課題 1 »
『金閣寺』の感想文のうち、「作品では最後に主人公は自死の」から「表れているように感じたり。」までの範囲を、両端を含めて一字も変えずに返してください。

本文 »
すごく久しぶりに読んだので、大まかなストーリーは覚えているものの細かい描写はすっかり
忘れてしまっていて、初めて読む作品のように新鮮に読めた。

実際にあった金閣寺放火事件を元に犯人の見習い僧侶の告白として書かれているが、犯行に
至る状況や理由に全く理解が出来ず共感も持てない。
吃音や家庭環境からくるコンプレックスや被害妄想は、想像は出来ても行為を正当化させる
だけの説得力はない。
「金閣寺の優美さを呪い、反感を抑えきれなかった」という動機は、ひどく幼稚で身勝手。
コンプレックスを糧に見事に変容し、独自の美意識を完成させた三島とは余りに対照的である。
これは三島が選ばれた天才であったからで、ほとんどの人間が己に潰され方向を見誤るのかも
しれないが。

三島は犯人の口から想いを語らせる手法を用いながら、金閣を焼くという愚かな行為を
批判しているようにも思えた。
作品では最後に主人公は自死の為に用意していたカルチモンと小刀を投げ捨て、生きようと
思うところで終わるのだが、実際にはカルチモンを飲み切腹してうずくまっているところを
発見され、彼は一命を取り留め逮捕されている。
その後服役中に結核と統合失調症が進行し、26歳の若さで亡くなったそうだ。
主人公が自死ではなく生きようと決意してこの作品が終わるところに、三島ならではの解釈が
表れているように感じたり。

再建された金閣は焼失前のほとんど金箔の剥げ落ちた姿とは違い、創建時の姿を再現し美しく
金箔が貼られた。
この今の金閣の姿を承賢が見たなら、どんな風に思うのだろう。
美というものの力と怖さを感じながら、金閣を見る度私はそう考えずにはいられなさそうだ。

課題 2 »
以下の行のうち、文字列「dark」を含む行はいくつあるか、その数だけを答えよ。大文字と小文字は区別する。

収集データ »
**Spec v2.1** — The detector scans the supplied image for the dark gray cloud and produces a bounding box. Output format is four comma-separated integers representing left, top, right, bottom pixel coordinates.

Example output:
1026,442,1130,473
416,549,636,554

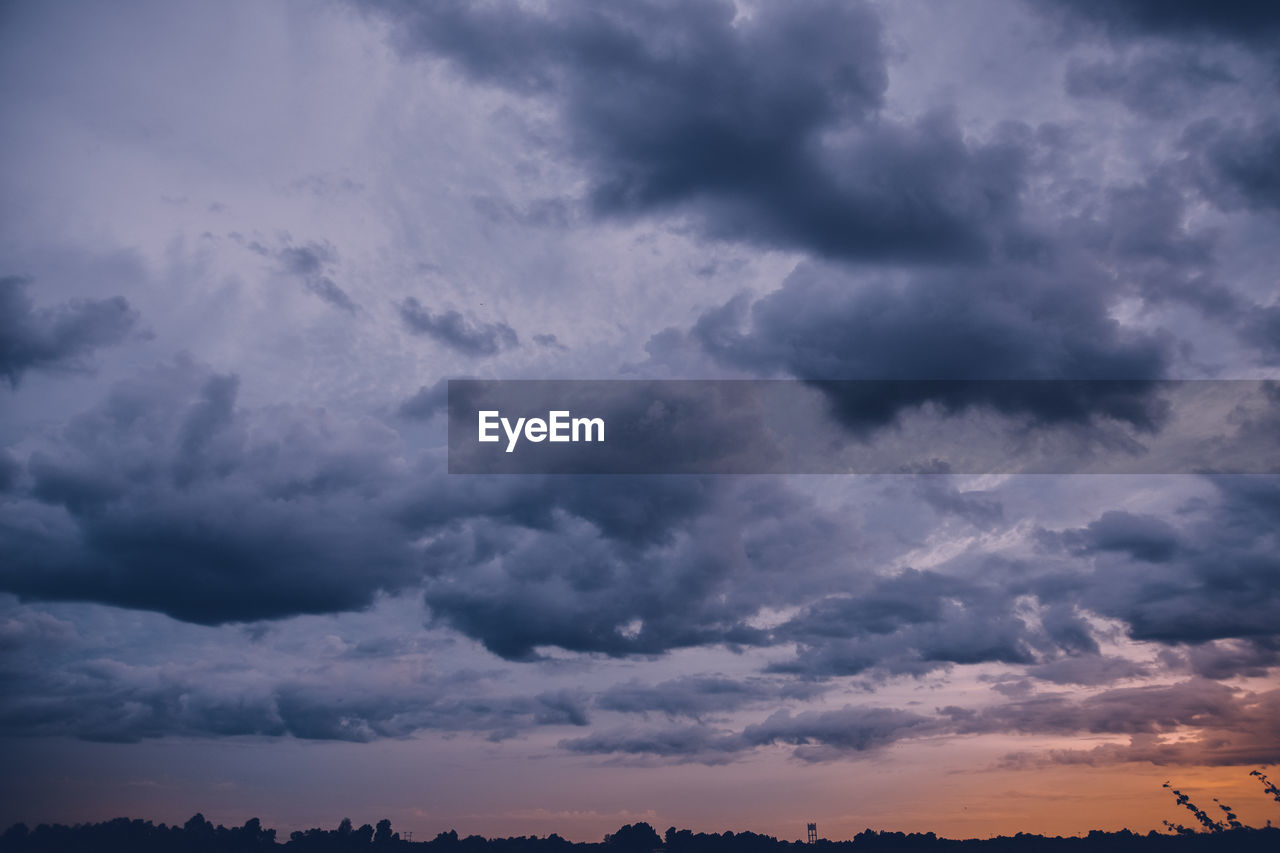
0,275,138,386
0,360,415,624
561,706,936,763
1044,476,1280,644
1065,53,1239,119
397,379,449,420
941,680,1280,766
1183,117,1280,214
368,0,1021,259
248,241,360,314
397,296,520,359
691,265,1171,433
0,612,589,743
595,675,824,720
1037,0,1280,49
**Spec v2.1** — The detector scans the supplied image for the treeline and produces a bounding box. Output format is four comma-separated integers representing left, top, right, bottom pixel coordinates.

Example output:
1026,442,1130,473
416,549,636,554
0,815,1280,853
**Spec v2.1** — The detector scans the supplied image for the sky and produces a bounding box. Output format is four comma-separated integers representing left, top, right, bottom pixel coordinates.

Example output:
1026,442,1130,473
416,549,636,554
0,0,1280,840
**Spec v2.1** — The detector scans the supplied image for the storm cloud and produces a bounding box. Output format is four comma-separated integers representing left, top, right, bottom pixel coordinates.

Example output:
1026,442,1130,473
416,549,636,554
0,275,138,386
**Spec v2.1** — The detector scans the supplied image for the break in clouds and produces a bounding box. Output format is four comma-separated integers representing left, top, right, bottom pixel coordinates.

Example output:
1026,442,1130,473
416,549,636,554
0,0,1280,824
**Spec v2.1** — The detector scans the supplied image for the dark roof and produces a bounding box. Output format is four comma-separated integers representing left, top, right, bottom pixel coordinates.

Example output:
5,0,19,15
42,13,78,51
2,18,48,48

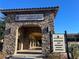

解答 1 »
作品では最後に主人公は自死の為に用意していたカルチモンと小刀を投げ捨て、生きようと
思うところで終わるのだが、実際にはカルチモンを飲み切腹してうずくまっているところを
発見され、彼は一命を取り留め逮捕されている。
その後服役中に結核と統合失調症が進行し、26歳の若さで亡くなったそうだ。
主人公が自死ではなく生きようと決意してこの作品が終わるところに、三島ならではの解釈が
表れているように感じたり。

解答 2 »
2